───── DATASET RECORDS ─────
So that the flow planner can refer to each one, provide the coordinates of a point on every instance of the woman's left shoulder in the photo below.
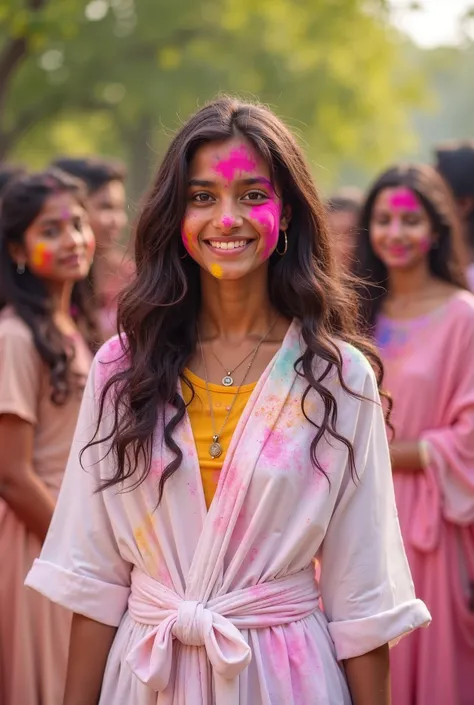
(357, 372)
(461, 306)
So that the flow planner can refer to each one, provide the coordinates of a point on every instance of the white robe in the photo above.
(222, 606)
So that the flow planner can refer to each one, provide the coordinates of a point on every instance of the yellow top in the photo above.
(201, 424)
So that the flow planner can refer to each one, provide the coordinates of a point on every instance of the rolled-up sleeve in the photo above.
(366, 585)
(80, 566)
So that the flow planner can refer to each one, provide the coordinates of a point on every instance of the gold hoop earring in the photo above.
(286, 246)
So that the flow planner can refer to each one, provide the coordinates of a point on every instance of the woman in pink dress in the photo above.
(423, 319)
(46, 249)
(241, 361)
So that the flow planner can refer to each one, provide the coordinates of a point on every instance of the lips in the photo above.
(225, 247)
(71, 260)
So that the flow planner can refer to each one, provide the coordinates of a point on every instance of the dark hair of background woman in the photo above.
(159, 310)
(22, 202)
(447, 260)
(95, 172)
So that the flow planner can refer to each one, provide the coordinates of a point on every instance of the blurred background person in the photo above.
(9, 172)
(422, 316)
(46, 250)
(105, 203)
(455, 162)
(343, 209)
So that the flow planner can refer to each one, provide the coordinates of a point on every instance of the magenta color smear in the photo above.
(268, 215)
(404, 198)
(227, 221)
(238, 161)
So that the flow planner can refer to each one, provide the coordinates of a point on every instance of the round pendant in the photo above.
(215, 450)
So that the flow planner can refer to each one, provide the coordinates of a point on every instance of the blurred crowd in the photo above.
(65, 256)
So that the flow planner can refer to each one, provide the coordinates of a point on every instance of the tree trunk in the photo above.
(142, 157)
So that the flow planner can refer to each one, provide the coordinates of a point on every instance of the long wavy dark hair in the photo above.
(447, 261)
(159, 310)
(26, 293)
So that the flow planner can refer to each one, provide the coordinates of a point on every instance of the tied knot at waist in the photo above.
(193, 623)
(214, 625)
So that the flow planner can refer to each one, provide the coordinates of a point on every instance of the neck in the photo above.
(61, 297)
(235, 309)
(408, 283)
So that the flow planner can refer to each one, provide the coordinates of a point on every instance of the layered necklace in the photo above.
(215, 449)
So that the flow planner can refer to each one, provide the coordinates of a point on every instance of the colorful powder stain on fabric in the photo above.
(216, 270)
(405, 199)
(238, 161)
(41, 256)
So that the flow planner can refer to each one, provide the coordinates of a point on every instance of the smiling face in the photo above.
(58, 245)
(401, 233)
(107, 214)
(233, 215)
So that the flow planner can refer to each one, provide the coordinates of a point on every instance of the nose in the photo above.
(227, 218)
(73, 238)
(395, 228)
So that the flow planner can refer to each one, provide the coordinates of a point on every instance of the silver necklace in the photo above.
(215, 449)
(228, 380)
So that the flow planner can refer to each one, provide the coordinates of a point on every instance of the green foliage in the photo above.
(117, 76)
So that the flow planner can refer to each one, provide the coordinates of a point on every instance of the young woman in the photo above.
(455, 163)
(107, 213)
(423, 319)
(238, 434)
(46, 249)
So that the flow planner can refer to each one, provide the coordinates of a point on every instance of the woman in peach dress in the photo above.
(423, 318)
(46, 249)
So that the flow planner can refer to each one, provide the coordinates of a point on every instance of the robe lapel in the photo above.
(253, 429)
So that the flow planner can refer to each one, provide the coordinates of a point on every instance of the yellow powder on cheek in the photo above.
(216, 271)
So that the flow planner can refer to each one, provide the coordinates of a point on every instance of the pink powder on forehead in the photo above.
(405, 198)
(238, 161)
(227, 221)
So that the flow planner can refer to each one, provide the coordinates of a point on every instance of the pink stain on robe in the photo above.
(206, 635)
(430, 373)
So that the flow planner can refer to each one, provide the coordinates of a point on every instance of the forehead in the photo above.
(398, 198)
(60, 206)
(228, 160)
(111, 191)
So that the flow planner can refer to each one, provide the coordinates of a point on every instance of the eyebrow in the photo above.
(55, 221)
(244, 182)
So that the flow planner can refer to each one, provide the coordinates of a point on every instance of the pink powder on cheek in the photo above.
(268, 216)
(238, 161)
(406, 199)
(187, 237)
(425, 245)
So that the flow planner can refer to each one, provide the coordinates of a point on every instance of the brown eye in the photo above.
(255, 196)
(202, 197)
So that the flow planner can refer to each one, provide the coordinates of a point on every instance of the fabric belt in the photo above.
(214, 625)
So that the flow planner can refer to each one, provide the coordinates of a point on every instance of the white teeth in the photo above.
(226, 245)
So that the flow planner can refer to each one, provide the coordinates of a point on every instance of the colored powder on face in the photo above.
(238, 161)
(41, 257)
(268, 215)
(425, 245)
(227, 221)
(406, 199)
(216, 271)
(187, 241)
─────
Print the records verbatim, starting at the line that contains "yellow powder on cheek in the photo above." and stopping after the last line of the records.

So that the flow planner can refer to each one, provide the coordinates of a point on every instance of the yellow powder on cheek in the photo above.
(216, 271)
So that the flow planner can refer to each one, provide the coordinates of a point on every instance of the pink powder on forehead in the photo above.
(405, 198)
(238, 161)
(227, 221)
So that the flow planner can refer to each one, provide the coordinates of a point on every instance of the pink stain on robe in the photo above.
(206, 635)
(430, 373)
So that the flow planner can refer to each one, provide the coordinates of a point on every instance of the forehead in the photo above.
(398, 198)
(60, 206)
(228, 160)
(111, 191)
So that the flow planner can refer to each one, provide the coordinates of a point on every instance of the eyebrow in the photo above.
(55, 221)
(244, 182)
So that the flow planner can refer to each one, provide the coordinates of a point on every instance of the pink powder on cheek in the photo above.
(268, 216)
(238, 161)
(406, 199)
(187, 237)
(425, 245)
So that the flow planner can refer to each one, provide the coordinates of a point on every instance of the brown eye in the photo above.
(255, 196)
(202, 197)
So that the flow planner can refer to each one, provide the coordinates of a point on every instance of the fabric belt in the photo above.
(214, 625)
So that the flow planner can refer to each one, provide the coordinates of a point on every instance of the white teeth in the photo above.
(226, 245)
So that the flow planner can refer to each one, provide the coordinates of a point on every instance of the colored powder on face in the photo above.
(238, 161)
(41, 257)
(268, 215)
(425, 245)
(227, 221)
(406, 199)
(216, 271)
(187, 241)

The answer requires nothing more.